╭─ PROVIDED DATA

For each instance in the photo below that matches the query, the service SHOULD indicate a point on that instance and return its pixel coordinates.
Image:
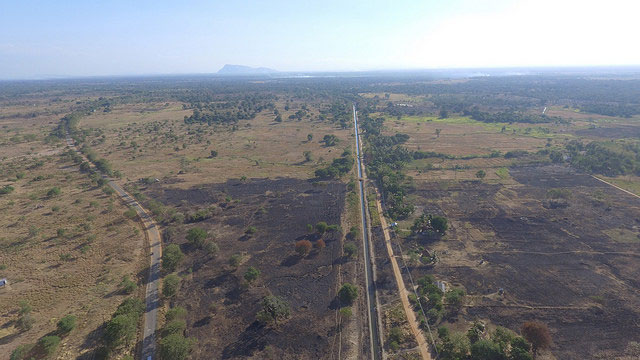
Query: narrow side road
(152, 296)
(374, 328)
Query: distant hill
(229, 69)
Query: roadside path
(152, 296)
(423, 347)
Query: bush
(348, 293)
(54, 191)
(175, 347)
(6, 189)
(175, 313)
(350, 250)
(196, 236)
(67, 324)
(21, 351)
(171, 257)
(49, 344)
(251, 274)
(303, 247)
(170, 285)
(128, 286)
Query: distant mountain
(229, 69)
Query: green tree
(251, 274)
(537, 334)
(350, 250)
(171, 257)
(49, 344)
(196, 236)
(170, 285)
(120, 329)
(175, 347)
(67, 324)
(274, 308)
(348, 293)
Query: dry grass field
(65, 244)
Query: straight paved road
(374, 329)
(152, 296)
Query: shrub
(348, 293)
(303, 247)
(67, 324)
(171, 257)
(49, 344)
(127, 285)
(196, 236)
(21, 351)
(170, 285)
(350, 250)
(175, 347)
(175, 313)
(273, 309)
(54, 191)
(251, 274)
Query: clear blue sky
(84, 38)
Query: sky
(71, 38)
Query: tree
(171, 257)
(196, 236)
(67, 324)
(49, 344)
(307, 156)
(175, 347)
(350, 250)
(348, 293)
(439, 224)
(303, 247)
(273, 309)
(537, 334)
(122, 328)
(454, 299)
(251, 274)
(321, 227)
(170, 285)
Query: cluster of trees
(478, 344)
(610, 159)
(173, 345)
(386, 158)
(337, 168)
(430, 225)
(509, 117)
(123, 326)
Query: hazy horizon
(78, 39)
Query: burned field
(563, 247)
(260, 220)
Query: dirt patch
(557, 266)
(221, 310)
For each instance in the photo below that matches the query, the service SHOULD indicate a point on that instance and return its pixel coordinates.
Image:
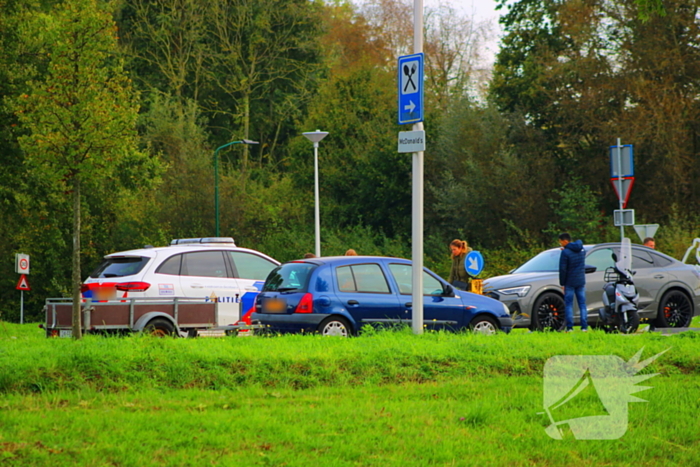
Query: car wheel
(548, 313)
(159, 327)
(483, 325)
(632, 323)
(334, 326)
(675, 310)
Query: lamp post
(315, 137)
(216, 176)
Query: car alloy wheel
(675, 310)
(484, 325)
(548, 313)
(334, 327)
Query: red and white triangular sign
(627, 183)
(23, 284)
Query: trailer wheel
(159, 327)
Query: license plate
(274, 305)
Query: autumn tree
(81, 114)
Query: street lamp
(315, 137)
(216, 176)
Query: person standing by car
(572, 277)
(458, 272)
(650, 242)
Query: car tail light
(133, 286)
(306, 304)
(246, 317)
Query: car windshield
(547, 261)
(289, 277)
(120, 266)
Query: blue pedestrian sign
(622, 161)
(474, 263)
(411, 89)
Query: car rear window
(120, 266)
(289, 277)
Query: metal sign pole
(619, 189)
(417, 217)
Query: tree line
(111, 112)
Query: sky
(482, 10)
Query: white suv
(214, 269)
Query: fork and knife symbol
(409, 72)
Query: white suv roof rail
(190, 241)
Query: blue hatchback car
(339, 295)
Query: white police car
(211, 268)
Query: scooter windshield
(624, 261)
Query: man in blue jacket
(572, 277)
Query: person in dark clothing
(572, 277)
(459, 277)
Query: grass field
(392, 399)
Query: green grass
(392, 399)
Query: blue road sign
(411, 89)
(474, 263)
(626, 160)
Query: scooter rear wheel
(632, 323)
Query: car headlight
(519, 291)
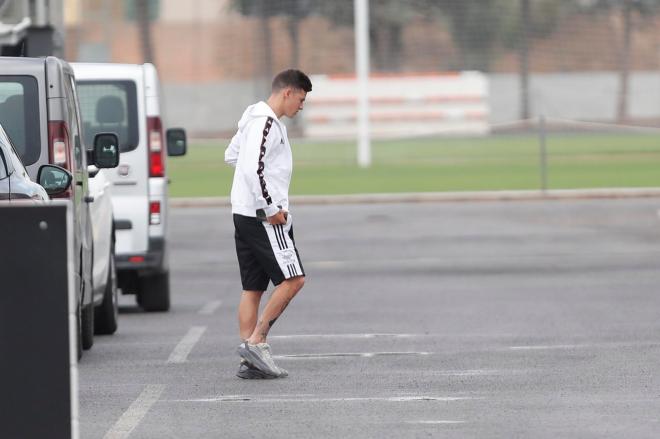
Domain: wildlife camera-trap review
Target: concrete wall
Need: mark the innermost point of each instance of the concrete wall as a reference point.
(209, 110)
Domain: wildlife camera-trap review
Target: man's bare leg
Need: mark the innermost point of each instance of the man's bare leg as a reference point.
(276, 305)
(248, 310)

╰─
╭─ PROVIDED DATA

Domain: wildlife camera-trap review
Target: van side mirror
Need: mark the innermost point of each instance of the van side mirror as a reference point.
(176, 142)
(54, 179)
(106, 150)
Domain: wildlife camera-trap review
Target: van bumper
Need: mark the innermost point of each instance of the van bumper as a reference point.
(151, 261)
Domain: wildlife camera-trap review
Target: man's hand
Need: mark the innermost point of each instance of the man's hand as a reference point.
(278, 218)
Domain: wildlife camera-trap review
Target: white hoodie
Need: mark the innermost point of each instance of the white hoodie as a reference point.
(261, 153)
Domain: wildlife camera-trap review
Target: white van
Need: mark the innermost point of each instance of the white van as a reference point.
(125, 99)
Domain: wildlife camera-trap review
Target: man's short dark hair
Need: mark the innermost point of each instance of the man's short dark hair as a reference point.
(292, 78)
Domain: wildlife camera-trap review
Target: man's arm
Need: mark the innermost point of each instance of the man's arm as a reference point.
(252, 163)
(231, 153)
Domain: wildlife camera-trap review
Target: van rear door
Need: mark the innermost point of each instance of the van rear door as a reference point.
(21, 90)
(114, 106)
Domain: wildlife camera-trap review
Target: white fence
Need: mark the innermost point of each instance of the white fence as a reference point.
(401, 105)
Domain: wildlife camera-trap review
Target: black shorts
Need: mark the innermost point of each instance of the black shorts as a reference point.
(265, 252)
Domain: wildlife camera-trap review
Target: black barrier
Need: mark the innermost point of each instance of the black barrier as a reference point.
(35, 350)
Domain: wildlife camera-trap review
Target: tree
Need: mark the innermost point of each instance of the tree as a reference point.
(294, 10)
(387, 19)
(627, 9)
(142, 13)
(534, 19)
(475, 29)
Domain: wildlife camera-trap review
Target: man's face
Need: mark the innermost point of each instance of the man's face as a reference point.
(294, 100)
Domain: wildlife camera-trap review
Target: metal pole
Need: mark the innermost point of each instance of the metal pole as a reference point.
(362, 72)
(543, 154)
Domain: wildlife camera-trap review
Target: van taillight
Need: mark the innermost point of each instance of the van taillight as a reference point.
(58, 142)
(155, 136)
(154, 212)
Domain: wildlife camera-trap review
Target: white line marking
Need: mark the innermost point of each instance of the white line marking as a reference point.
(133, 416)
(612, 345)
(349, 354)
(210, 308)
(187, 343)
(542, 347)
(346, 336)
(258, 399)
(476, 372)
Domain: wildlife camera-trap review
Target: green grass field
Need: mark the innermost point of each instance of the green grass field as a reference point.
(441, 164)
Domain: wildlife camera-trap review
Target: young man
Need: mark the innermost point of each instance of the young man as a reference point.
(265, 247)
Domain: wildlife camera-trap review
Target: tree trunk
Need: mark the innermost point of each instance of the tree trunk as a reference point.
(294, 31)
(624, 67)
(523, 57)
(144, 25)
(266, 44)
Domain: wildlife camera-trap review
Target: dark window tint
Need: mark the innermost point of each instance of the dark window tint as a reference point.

╰─

If a line contains the word "tint", count it; give the total for the entries above and nothing else.

2